▸ **EXERCISE AIM**: Answer with one figure only, the number of lines below in which "form" occurs.

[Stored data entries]
━━━━━━━━━━━━━━━━━━━━

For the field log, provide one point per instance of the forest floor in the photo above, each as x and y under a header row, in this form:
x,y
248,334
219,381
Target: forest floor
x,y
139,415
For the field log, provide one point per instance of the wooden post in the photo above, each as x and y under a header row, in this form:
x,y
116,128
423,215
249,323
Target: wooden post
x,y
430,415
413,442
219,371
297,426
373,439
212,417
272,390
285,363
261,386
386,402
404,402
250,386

━━━━━━━━━━━━━━━━━━━━

▸ **ANSWER FOR THE TASK**: 2